[USING THE INFORMATION]:
1: In the article about the Sugar Ray Robinson stamp, do these statements agree with the text: (a) the stamp costs 39 cents, (b) Jake LaMotta never beat Robinson, (c) the stamp is being released at Madison Square Garden? Answer yes or no for each and quote the words of the article that decide it.
2: Proceed with the article about the Sugar Ray Robinson stamp, writing on from its final sentence.

[DOCUMENT PASSAGE]:
Boxer Sugar Ray Robinson honored on new stamp
http://sports.yahoo.com/box/news;_yl...v=ap&type=lgns
WASHINGTON (AP) -- Sugar Ray Robinson would have considered being featured on a postage stamp "an honor for him, an honor for God and an honor for the community," his son said of the latest accolade for a man once selected as the top boxer of the 20th century.
The new 39-cent stamp, designed to resemble a vintage fight poster of the 1940s and '50s, is being released Friday in ceremonies at New York's Madison Square Garden.
"I think he would have thought (the stamp) was a gift from God," Ray Robinson II said in a telephone interview.
But not just a gift to him alone.
"He was a team player in a sport where you don't have a team," the younger Robinson said. His father valued his family, agents, lawyers, training staff and sparring partners, "that was the team."
And he recalled his father's concern for fair and equal treatment for everyone. "'We're all one world,"' he said, quoting his father.
The elder Robinson once did a public service announcement urging the police to treat everyone the same, whether they are individuals on the street or famous athletes like Jackie Robinson, Roy Campanella and himself, the son recalled.
And he noted his father's close friendship with boxer Jake LaMotta. LaMotta was the first fighter to beat Robinson, and the two fought six times. Yet they also became friends and Robinson was best man at one of LaMotta's many weddings.

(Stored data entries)
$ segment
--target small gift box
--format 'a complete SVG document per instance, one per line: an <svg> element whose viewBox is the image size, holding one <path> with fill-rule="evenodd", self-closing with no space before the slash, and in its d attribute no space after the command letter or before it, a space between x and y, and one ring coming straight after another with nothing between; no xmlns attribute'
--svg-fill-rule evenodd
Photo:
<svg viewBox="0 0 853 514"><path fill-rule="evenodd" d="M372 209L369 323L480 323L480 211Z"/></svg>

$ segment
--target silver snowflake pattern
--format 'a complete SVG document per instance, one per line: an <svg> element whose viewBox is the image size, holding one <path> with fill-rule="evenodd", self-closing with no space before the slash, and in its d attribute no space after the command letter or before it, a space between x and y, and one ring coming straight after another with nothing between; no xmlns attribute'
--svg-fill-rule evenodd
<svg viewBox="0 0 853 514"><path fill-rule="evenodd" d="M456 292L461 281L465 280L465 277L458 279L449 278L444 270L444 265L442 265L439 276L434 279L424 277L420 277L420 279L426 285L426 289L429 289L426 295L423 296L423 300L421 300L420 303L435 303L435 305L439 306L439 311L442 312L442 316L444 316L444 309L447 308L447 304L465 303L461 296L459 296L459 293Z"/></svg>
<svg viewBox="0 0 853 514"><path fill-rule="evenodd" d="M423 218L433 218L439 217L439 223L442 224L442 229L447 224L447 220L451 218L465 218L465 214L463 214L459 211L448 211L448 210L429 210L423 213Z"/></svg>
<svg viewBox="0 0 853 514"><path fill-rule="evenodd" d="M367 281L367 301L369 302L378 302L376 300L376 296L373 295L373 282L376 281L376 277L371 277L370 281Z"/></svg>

[EXPECTED RESPONSES]:
1:
(a) Yes: "The new 39-cent stamp"
(b) No: "LaMotta was the first fighter to beat Robinson"
(c) Yes: "is being released Friday in ceremonies at New York's Madison Square Garden"

2:
"They were two men that were committed to nothing but their craft," the younger Robinson said. "They didn't take their craft personally, they took it as going to work, like a plumber would, like an electrician would, and afterwords it was, 'Let's go out for a beer."'
First-day of issue ceremonies for the stamp were scheduled for the Golden Gloves boxing competition.
Robinson was world welterweight champion from Dec. 20, 1946 until Feb. 14, 1951, when he won the world middleweight title for the first of five times. Overall, according to The Ring Record Book, Robinson fought 201 bouts, winning 174 (109 by knockout) against only 19 losses, six draws, and two no contests.
He was voted "Fighter of the Century" by a panel of experts in 1999.
And with boxing often called "The Sweet Science," Robinson was described as its sweetest practitioner by boxing historian Bert Sugar.
Robinson was inducted into the International Boxing Hall of Fame in 1990. After his fight career ended, he became an actor and established a youth foundation. He died from complications of Alzheimer's disease and diabetes on April 12, 1989.
The younger Robinson, a fight promoter, stays close to the sport and works with Ring Eight, a boxing support group that assists indigent fighters.